-- Task brief --
Quote the lines below from the one containing "patch '215' in the photo above." to the final line, both ends included; exclude the pictures.
## Start
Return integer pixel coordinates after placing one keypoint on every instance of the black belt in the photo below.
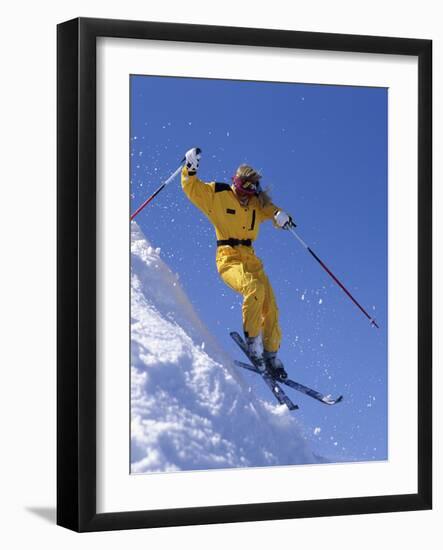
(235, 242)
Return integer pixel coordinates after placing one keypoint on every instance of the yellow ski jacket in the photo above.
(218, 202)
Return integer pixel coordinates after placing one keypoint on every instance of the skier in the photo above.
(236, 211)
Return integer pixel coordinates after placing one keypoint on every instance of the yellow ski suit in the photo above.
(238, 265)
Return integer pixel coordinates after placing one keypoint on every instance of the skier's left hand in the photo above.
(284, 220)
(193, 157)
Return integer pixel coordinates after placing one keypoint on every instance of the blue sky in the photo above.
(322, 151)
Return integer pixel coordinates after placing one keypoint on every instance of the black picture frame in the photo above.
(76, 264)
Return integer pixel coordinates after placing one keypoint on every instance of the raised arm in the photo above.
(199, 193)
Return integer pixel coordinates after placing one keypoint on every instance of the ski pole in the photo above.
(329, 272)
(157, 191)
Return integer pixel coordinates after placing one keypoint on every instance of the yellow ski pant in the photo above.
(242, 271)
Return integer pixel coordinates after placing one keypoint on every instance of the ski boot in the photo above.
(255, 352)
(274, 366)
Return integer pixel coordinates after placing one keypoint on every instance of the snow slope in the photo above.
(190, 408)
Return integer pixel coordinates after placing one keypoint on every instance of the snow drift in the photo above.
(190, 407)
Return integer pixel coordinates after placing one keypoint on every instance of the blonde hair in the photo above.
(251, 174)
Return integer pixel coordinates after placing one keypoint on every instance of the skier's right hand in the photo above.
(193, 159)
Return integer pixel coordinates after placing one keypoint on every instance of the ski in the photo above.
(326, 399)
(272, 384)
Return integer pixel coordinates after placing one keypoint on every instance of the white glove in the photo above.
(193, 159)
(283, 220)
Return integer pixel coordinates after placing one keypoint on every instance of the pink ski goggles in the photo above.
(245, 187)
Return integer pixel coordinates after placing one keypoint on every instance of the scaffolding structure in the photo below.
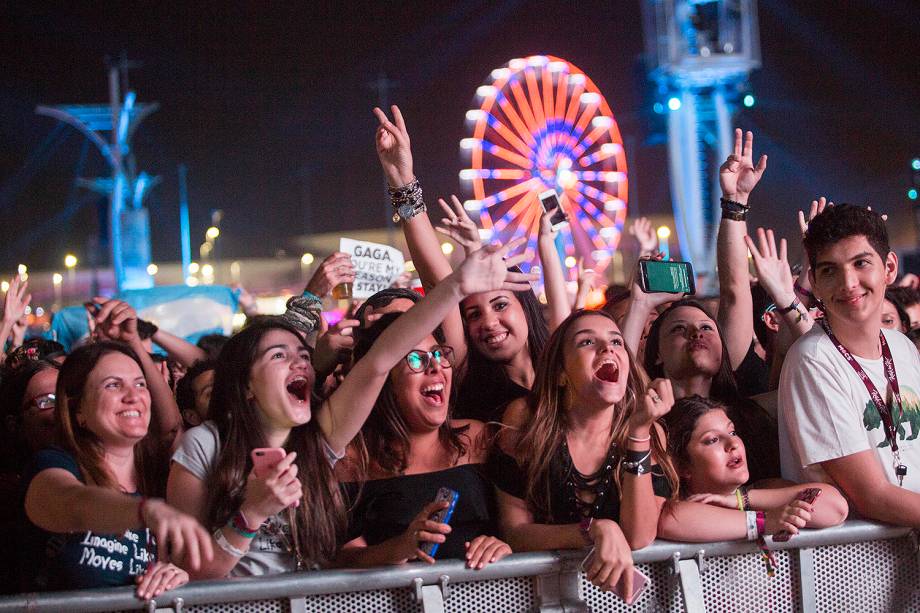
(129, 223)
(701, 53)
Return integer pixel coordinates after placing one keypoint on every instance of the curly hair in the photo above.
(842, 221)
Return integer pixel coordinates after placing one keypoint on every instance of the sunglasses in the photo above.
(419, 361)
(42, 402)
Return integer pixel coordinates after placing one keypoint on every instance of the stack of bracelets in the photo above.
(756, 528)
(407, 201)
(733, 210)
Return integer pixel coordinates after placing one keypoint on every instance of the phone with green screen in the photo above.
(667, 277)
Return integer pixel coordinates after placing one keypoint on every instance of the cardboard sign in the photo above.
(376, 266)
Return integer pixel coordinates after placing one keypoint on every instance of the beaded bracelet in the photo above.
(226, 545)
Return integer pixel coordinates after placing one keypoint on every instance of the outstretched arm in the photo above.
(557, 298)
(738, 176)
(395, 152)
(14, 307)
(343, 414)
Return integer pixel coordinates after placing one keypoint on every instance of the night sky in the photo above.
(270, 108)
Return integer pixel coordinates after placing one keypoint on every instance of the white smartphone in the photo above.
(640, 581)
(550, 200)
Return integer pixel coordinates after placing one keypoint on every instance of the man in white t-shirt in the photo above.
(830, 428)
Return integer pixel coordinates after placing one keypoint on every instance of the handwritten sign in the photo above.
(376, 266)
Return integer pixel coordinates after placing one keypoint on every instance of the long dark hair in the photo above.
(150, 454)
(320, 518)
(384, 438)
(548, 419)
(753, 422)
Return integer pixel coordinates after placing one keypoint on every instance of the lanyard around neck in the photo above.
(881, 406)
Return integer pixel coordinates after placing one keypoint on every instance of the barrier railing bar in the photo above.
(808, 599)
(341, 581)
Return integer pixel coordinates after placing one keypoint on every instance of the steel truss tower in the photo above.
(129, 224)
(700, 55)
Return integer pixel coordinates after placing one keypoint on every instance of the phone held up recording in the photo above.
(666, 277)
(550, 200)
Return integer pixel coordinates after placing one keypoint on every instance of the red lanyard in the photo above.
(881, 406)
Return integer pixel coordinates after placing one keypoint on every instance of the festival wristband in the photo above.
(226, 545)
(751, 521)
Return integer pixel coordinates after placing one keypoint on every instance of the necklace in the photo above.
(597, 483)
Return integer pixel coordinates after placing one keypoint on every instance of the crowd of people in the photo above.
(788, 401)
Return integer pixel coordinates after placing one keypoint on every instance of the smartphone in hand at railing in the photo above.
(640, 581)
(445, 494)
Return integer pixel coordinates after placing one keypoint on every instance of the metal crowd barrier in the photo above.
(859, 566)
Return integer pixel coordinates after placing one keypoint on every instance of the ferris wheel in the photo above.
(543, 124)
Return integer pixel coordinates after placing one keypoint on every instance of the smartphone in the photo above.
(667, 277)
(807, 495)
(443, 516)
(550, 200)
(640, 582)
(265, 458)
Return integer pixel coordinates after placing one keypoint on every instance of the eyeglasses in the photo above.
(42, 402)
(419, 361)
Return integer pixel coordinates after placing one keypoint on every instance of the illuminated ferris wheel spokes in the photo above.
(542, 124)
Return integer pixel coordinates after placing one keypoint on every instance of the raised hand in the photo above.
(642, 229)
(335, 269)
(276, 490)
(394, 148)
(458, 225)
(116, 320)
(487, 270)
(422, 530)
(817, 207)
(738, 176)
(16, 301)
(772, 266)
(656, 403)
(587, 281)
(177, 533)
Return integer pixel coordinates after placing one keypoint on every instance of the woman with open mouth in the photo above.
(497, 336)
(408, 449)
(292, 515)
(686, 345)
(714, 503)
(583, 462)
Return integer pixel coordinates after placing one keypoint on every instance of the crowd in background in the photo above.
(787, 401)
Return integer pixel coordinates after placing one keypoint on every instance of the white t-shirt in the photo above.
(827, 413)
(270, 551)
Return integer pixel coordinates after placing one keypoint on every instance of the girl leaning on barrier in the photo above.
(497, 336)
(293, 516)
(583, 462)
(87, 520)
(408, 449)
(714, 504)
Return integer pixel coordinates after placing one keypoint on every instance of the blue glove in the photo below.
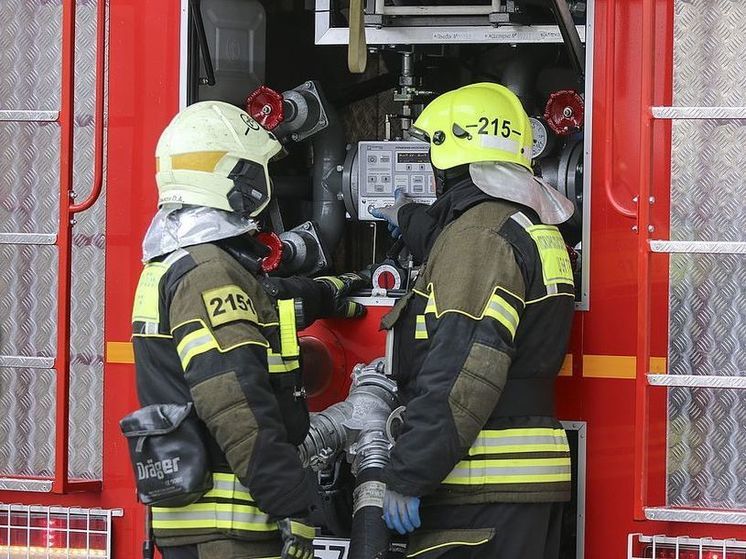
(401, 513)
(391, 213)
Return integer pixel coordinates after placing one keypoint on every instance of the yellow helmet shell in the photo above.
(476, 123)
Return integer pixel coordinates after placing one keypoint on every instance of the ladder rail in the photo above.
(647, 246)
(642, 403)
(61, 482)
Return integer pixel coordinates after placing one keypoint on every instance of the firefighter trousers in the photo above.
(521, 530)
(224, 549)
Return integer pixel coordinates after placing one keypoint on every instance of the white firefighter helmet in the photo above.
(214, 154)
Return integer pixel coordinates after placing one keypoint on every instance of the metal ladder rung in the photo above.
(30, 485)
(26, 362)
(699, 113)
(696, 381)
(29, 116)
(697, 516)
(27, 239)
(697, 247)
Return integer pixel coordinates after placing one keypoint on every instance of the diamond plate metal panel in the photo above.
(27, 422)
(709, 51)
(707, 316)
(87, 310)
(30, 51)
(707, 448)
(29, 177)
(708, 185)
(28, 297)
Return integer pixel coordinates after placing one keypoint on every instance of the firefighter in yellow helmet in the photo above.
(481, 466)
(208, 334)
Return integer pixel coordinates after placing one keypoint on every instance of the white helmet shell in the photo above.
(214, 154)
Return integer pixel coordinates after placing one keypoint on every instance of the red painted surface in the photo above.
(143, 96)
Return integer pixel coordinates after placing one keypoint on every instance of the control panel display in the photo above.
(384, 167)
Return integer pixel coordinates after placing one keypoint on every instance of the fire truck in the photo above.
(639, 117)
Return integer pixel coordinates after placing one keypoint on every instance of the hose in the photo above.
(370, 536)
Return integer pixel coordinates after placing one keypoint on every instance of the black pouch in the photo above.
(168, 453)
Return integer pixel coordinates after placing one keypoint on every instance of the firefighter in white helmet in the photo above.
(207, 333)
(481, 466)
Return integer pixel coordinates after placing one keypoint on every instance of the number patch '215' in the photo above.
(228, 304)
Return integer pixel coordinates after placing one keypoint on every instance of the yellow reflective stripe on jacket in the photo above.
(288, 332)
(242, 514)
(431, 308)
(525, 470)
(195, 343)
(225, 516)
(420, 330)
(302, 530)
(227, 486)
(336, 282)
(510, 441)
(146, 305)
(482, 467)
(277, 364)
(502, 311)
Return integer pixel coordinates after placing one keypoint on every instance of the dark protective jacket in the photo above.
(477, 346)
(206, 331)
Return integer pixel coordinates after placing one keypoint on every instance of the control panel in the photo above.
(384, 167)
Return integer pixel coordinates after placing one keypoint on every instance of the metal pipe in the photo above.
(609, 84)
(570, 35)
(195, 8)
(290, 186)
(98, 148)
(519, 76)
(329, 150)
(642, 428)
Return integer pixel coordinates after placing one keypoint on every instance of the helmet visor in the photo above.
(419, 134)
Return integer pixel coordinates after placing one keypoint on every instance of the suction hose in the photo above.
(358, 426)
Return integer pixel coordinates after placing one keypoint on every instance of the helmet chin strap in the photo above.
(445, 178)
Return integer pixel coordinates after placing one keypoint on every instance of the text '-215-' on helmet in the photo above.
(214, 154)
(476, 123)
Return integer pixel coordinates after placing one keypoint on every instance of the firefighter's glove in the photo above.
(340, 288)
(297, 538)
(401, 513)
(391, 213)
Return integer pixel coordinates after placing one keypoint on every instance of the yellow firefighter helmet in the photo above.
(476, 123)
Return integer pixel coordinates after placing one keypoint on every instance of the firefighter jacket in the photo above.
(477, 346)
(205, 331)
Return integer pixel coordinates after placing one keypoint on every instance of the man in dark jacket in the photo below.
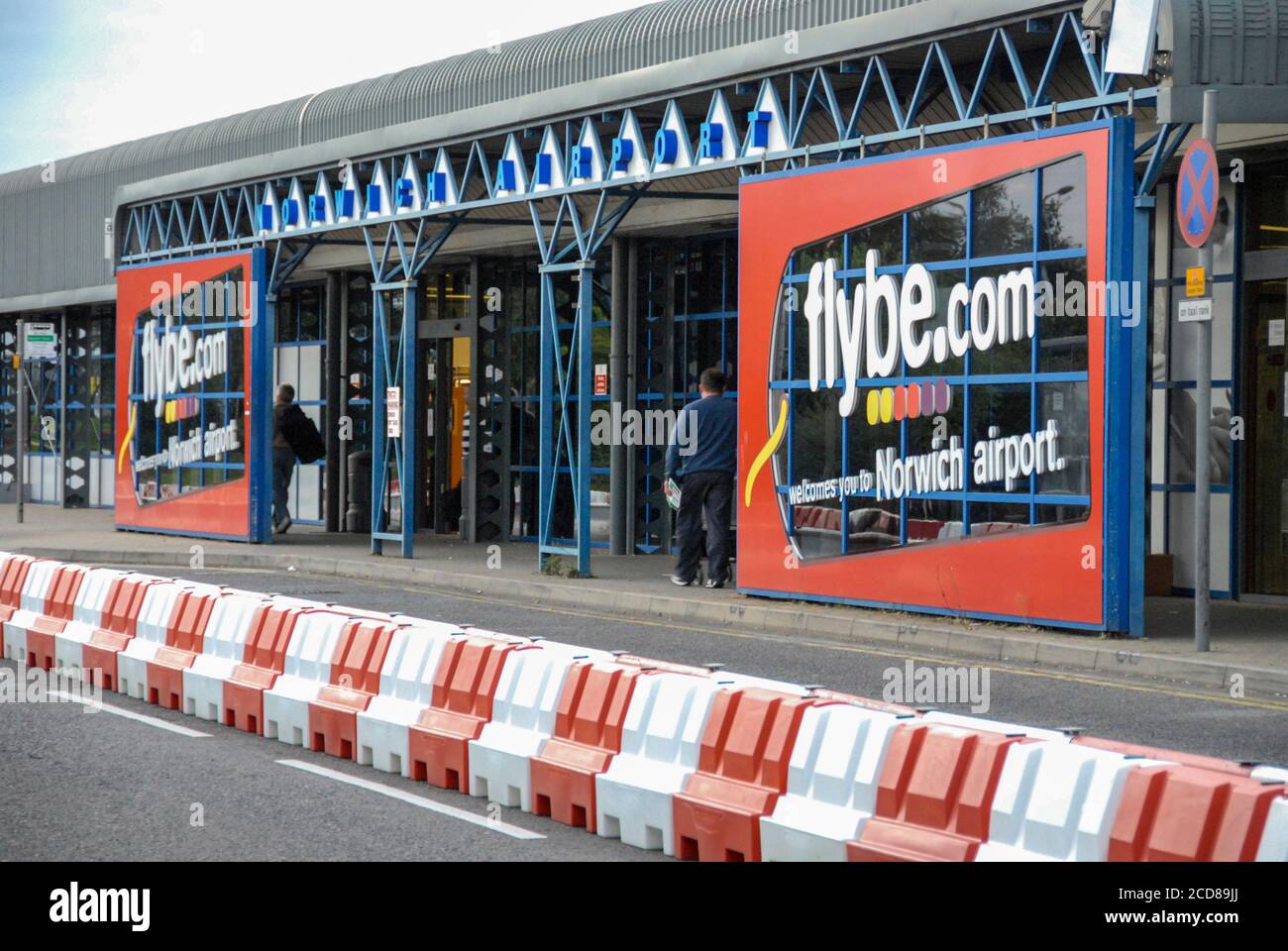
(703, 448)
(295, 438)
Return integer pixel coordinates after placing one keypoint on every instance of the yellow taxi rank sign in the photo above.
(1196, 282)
## End
-- Answer below --
Return integer pixel coordinates after placing one keypoint on every instance of the number patch '215' in the photo above.
(228, 304)
Return integer pixel coordinates after placing one keypoint on every instance of the yellow reflective stripe on jacket in the photo above.
(288, 332)
(242, 514)
(431, 308)
(525, 470)
(195, 343)
(225, 516)
(420, 330)
(302, 530)
(227, 486)
(336, 282)
(510, 441)
(146, 305)
(482, 467)
(277, 364)
(502, 311)
Return integer pixel coordinates after placing one keypoint on every instance of the dark protective jacket in the photo above.
(477, 346)
(206, 331)
Return integer pixel coordinates after placing one keypoint on every instance of the control panel in the photo above.
(384, 167)
Return integer pixel coordinates after placing one keypoint on every instance of the metal pipe in the photo above.
(609, 84)
(570, 35)
(195, 8)
(290, 186)
(98, 148)
(519, 76)
(329, 150)
(642, 428)
Return integer pixel coordinates after placing one keypoint on every instance of the helmet visor in the photo above.
(419, 134)
Return integer pixel coordinates after placing one keypoint on every instance of the suction hose in the photo above.
(358, 426)
Return integer pixel coordinates after placing one keypoint on every instance of the helmet chin strap in the photo above.
(445, 178)
Return integer pixel coordinates after placing one keypoint on every instance of the text '-215-' on helmet in the photo above.
(214, 154)
(476, 123)
Return integer pixel coordinates after placing one keypoint on every instance of the firefighter's glove in the photo above.
(340, 288)
(297, 538)
(401, 513)
(391, 213)
Return integer pixel coordinates after placing one keypoint on every instance of the yellow firefighter helmet in the photo above.
(476, 123)
Return integer pixel coordinates after placing one keypoint on every instance of the firefighter jacket in the photo above.
(477, 346)
(205, 331)
Return integer pixel coordinates after placing one keypoint on every instance of the man in dark jacket in the photo below.
(703, 448)
(295, 438)
Return integer pixel coordinates after placing one keypoint on every instance of the yellow taxi rank sign in the photo above.
(1196, 282)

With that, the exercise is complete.